[Opening PROVIDED ENTRIES section]

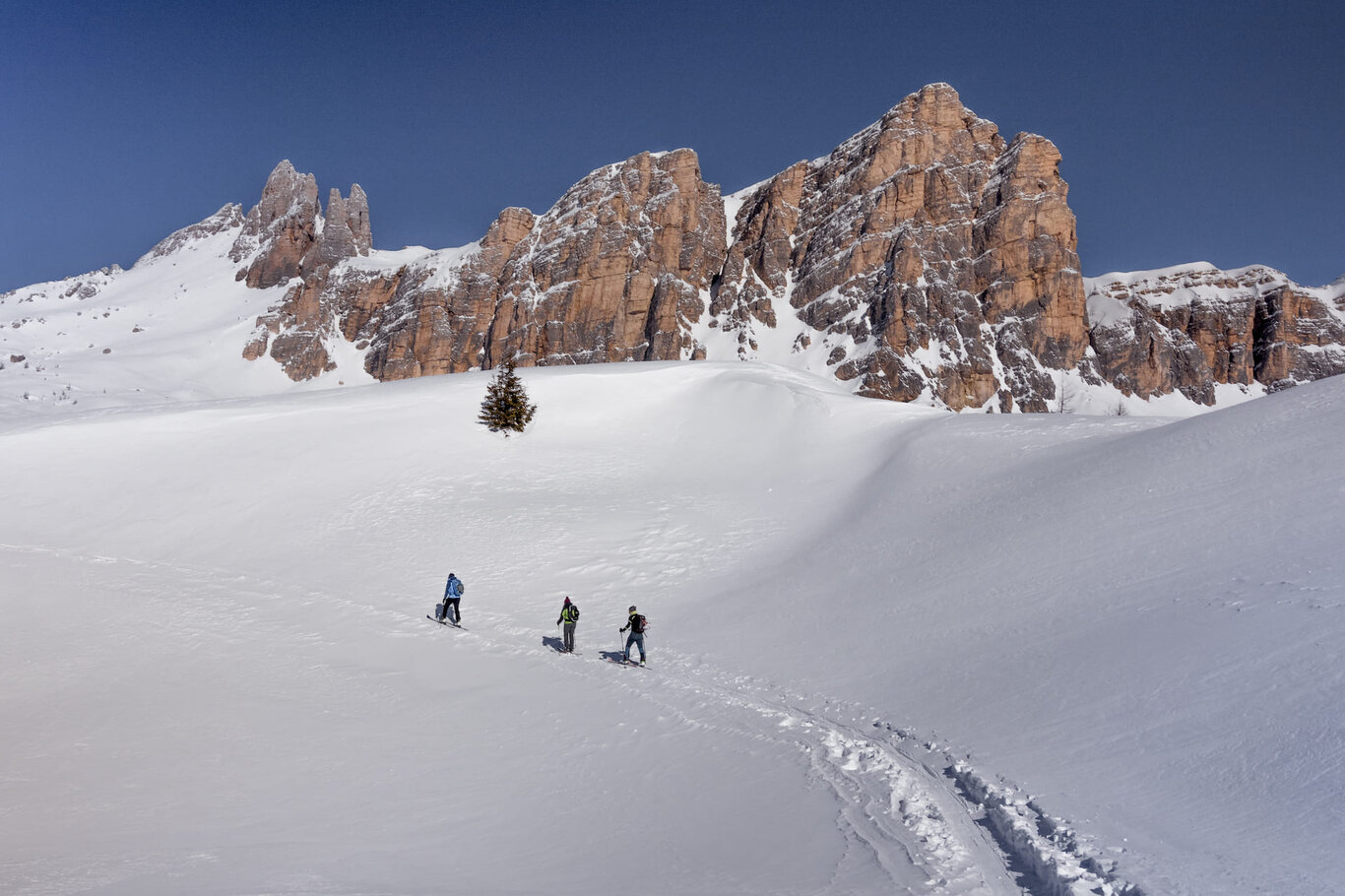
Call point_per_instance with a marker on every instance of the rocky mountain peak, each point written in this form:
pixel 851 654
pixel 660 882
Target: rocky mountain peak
pixel 286 234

[Closing PROVIDED ENTRIES section]

**GOAL OF THE EXERCISE**
Retype all the entries exactly; drop the pictures.

**YOUR SOLUTION**
Call point_per_instance with a marker on every instance of the rocky mountain peak, each point written in this form:
pixel 851 654
pixel 660 882
Target: rocky mountain peak
pixel 286 234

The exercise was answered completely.